**EXCERPT**
□ □ □
Chairs: Gordon Fraser, Robert Feldt and Per Runeson

Testing and Debugging (TeBug 2011)

Website: TeBug 2011

Day: Friday 25th March

The 1st International Workshop on Testing & Debugging (TeBug) aims in bringing together researchers and practitioners in the fields of software testing and debugging.  Papers to be submitted for TeBug should either focus on techniques that are relevant for debugging or describe the application of testing for debugging. The latter is of especial interest for the first edition of the workshop because the influence of testing on debugging and vice-versa has not yet been tackled sufficiently. Other topics of interest include static and dynamic program analysis, monitoring of software, and other debugging techniques like algorithmic and automated debugging, delta debugging, debugging based on models, debugging using mutations or genetic programming, or debugging using slicing. For TeBug we are seeking for high quality papers describing original research in the mentioned areas, or tool demonstration papers. Furthermore, we especially welcome industrial experience papers describing either open problems regarding the intersection of testing and debugging or experiences obtained when using debugging tools in practice. For the best papers presented at TeBug, we plan to organize a special issue of a software engineering journal.

Chairs: Franz Wotawa and Rui Abreu

Testing Techniques and Experimentation Benchmarks for Event-Driven Software (TESTBEDS 2011)
□ □ □
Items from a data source
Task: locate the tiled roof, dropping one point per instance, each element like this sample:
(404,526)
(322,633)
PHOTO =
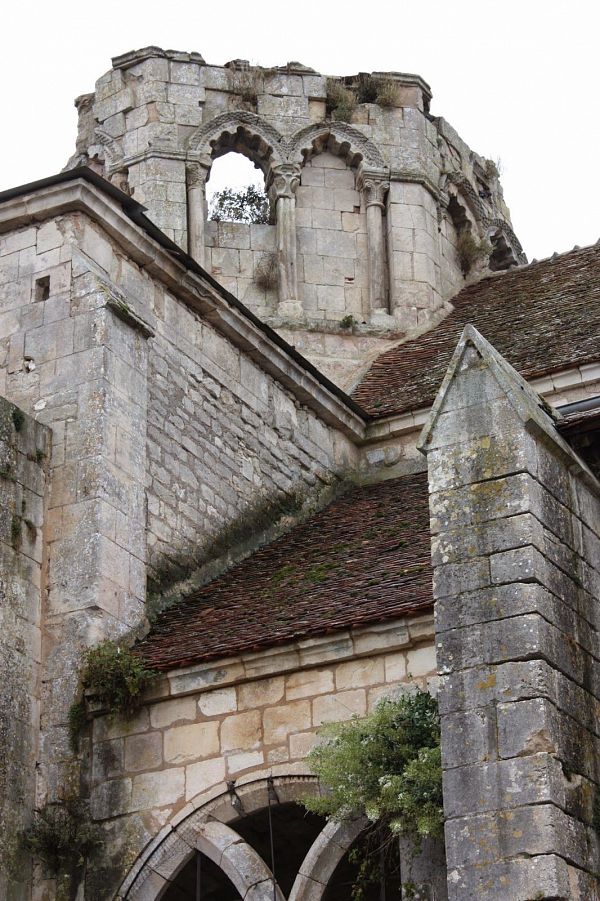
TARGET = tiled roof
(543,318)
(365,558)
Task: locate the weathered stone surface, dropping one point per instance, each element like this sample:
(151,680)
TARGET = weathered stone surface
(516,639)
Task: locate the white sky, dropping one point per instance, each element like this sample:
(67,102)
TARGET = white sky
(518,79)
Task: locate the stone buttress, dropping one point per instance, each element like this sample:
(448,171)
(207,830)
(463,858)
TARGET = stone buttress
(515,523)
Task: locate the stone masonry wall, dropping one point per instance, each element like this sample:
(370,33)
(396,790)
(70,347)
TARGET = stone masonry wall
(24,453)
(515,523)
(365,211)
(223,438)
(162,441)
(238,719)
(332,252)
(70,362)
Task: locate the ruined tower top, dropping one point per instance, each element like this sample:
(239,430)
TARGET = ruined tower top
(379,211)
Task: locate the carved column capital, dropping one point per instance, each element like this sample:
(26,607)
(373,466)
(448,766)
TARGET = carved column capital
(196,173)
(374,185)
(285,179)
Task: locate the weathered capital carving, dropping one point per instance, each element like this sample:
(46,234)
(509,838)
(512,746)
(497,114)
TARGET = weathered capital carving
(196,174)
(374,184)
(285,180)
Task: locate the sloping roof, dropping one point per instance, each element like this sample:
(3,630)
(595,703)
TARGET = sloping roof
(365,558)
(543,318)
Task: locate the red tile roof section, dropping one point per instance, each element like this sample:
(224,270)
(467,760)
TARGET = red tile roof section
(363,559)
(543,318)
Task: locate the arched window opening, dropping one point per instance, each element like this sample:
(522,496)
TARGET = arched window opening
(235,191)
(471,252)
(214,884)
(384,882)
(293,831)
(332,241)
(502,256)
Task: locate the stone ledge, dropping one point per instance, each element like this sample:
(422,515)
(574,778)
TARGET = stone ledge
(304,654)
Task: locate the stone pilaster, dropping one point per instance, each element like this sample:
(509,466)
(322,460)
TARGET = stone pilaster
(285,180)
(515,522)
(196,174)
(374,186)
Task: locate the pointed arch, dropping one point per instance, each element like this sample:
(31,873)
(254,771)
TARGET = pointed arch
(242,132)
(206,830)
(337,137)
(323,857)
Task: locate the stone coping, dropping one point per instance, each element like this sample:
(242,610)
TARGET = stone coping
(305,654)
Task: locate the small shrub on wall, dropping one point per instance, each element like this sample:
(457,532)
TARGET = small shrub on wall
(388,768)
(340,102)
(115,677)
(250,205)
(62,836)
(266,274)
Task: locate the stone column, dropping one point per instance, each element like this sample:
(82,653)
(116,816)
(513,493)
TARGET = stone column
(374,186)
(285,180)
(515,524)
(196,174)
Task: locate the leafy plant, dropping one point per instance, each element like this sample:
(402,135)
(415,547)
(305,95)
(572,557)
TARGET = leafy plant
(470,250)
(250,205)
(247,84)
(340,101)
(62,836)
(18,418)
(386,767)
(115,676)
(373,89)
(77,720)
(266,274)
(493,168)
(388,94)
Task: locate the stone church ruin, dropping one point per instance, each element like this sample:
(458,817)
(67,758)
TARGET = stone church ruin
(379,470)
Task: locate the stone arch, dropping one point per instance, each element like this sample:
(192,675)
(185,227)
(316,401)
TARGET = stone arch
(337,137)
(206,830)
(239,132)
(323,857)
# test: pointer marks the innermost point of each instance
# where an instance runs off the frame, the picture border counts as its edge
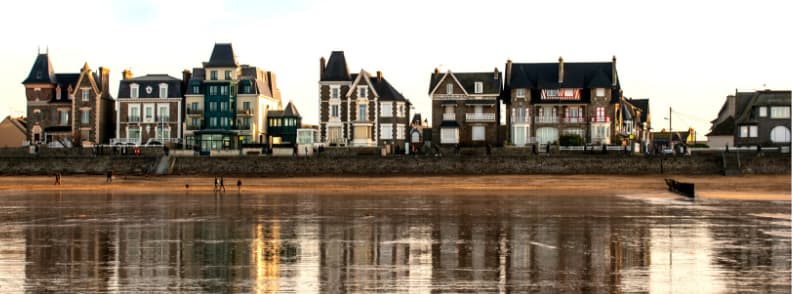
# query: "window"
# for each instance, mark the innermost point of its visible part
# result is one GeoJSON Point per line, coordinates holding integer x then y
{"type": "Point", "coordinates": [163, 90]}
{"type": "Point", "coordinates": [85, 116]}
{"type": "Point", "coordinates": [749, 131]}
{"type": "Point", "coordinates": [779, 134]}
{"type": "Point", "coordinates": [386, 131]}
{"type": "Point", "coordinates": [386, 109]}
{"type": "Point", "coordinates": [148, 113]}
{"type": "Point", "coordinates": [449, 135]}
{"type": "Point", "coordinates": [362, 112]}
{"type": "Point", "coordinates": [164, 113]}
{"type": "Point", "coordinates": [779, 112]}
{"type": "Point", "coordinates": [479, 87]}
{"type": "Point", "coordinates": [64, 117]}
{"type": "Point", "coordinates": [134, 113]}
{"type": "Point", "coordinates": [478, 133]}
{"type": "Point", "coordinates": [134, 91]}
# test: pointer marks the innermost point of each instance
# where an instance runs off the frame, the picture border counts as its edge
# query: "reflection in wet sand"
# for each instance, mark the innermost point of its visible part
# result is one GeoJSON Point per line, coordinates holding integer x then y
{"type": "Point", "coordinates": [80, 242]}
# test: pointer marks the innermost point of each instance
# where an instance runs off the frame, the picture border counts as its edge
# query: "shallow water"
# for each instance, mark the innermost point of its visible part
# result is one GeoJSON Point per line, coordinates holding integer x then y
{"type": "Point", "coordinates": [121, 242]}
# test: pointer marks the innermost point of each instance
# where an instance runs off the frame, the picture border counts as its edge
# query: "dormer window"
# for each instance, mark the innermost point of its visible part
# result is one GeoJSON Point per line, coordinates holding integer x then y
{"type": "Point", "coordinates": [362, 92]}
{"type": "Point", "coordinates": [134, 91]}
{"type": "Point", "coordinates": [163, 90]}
□ □ □
**WHAT THE TASK REQUIRES**
According to the workshop listing above, what is planned for the best papers presented at TeBug?

**EXERCISE ANSWER**
A special issue of a software engineering journal is planned for them.